▶ [Data listing]
========
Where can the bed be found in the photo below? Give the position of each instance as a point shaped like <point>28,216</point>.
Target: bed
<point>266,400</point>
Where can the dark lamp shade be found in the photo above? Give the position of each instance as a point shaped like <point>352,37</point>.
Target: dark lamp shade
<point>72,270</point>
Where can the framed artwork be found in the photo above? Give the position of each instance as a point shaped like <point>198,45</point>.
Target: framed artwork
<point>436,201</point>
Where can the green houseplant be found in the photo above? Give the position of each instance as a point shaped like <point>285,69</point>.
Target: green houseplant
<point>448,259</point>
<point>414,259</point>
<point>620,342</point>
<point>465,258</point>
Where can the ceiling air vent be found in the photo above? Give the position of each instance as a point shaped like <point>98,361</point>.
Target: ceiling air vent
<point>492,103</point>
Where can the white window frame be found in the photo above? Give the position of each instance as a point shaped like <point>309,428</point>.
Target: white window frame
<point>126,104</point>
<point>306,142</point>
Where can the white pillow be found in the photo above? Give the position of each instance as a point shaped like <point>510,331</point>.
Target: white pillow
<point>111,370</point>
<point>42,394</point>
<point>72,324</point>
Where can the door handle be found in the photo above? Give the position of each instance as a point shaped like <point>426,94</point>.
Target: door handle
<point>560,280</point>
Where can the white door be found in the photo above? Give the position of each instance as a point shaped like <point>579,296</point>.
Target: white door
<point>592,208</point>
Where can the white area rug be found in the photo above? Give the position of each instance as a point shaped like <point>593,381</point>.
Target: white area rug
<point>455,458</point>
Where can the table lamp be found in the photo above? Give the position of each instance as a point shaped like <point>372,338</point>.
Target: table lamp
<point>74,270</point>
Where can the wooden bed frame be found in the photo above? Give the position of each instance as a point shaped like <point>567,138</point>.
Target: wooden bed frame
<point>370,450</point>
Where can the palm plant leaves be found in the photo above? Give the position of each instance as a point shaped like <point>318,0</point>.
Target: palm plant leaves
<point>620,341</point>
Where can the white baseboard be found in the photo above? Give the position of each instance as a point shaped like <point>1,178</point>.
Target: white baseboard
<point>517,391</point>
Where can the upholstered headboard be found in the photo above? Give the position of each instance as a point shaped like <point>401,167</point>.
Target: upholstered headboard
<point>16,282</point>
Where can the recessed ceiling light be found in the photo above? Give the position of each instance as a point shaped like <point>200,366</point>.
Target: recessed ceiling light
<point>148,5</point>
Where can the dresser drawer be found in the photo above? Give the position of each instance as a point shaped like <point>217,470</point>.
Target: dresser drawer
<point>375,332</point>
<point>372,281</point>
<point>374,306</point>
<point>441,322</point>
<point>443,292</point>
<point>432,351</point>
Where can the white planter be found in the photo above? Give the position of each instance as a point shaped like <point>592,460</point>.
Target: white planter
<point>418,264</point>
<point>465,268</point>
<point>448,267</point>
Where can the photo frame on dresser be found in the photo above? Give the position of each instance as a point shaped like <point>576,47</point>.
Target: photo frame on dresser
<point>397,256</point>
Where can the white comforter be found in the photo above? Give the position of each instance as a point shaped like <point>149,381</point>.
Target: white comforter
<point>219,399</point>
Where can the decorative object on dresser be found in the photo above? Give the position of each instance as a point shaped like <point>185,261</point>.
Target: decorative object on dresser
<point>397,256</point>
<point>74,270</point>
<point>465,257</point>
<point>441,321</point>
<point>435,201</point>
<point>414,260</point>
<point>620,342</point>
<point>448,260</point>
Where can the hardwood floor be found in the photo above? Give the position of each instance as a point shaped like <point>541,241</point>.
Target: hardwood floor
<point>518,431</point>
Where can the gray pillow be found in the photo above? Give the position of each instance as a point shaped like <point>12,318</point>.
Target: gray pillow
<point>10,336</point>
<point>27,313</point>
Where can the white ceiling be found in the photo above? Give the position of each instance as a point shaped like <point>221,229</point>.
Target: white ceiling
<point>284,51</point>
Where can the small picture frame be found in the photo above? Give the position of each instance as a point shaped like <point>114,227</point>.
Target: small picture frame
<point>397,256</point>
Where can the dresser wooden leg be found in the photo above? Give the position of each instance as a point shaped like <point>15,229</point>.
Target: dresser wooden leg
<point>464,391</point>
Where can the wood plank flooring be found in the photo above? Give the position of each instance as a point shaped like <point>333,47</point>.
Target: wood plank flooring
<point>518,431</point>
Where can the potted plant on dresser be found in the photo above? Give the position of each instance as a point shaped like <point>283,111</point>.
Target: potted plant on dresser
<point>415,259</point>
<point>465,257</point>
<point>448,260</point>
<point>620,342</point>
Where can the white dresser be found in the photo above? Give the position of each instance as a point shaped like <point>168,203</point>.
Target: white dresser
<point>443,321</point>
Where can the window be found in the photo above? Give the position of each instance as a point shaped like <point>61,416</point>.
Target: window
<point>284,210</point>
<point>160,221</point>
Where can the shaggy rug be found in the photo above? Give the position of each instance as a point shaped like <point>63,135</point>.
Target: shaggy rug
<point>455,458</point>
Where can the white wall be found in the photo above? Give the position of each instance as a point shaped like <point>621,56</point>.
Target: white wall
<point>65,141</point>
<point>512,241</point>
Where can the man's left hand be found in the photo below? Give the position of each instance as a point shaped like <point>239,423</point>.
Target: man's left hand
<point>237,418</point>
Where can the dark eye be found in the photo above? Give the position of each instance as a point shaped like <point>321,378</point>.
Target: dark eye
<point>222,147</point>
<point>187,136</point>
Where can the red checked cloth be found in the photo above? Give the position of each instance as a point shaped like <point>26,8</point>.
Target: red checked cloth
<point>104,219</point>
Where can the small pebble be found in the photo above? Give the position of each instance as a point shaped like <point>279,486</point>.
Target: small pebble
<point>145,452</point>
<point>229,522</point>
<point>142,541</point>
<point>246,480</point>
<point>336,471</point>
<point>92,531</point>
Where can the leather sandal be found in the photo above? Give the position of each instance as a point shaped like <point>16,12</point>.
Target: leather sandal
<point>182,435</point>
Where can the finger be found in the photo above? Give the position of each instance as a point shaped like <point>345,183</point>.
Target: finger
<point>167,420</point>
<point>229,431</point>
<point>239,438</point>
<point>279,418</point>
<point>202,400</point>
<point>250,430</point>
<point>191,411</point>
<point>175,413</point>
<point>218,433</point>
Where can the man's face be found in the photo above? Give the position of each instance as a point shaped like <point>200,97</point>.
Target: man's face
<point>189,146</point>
========
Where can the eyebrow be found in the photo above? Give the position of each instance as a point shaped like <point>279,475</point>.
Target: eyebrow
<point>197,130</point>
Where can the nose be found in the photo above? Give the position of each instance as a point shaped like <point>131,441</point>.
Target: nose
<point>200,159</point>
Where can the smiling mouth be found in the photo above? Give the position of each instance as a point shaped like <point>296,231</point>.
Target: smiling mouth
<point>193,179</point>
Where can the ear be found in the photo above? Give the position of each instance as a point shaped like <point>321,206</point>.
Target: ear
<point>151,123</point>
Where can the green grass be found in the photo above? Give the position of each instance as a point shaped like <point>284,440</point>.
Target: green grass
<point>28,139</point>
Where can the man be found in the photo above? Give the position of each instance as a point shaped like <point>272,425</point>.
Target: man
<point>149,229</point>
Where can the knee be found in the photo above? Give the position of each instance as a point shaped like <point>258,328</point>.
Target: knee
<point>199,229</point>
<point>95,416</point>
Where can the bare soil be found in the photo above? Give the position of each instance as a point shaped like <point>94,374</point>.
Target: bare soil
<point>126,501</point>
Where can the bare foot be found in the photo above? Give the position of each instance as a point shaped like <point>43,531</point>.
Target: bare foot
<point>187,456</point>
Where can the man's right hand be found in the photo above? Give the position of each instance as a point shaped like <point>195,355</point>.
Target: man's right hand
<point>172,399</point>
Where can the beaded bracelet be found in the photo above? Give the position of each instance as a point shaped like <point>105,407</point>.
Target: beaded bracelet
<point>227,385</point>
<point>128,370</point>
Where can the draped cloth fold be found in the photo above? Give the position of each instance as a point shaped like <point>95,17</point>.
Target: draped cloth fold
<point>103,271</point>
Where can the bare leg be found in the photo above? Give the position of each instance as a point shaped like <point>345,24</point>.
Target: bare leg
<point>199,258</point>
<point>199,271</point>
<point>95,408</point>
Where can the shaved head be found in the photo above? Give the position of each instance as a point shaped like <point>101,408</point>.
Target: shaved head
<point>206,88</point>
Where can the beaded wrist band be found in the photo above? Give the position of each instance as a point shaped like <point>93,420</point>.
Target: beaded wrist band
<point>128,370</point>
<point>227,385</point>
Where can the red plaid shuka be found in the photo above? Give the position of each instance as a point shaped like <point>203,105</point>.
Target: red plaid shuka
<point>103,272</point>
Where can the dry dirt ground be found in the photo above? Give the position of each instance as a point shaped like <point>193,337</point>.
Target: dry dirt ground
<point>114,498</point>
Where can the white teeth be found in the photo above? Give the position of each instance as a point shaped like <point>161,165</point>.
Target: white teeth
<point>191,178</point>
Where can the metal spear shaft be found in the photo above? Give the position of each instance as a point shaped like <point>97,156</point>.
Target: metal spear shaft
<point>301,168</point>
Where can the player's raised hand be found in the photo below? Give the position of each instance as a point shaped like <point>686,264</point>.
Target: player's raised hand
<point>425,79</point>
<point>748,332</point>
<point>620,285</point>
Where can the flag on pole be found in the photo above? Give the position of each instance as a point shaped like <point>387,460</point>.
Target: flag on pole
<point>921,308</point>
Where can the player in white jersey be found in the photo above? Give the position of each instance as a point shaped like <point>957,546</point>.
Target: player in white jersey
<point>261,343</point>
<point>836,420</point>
========
▶ [What is expected] Convert the data lines from the line containing "Where can the hardwood" through the line containing "<point>284,51</point>", both included, into a JSON list of strings with one string per line and no blank lines.

▶ [Problem solution]
[
  "Where can the hardwood floor be found in the photo above? Give the position of each instance as a point shaped like <point>541,241</point>.",
  "Target: hardwood floor",
  "<point>518,431</point>",
  "Where can the gray pillow be found in the photo above? Give the position of each instance as a point shaped like <point>12,318</point>.",
  "Target: gray pillow",
  "<point>10,336</point>",
  "<point>27,313</point>",
  "Where can the white ceiling be found in the photo above? Give the position of each instance as a point shaped like <point>221,229</point>.",
  "Target: white ceiling",
  "<point>284,51</point>"
]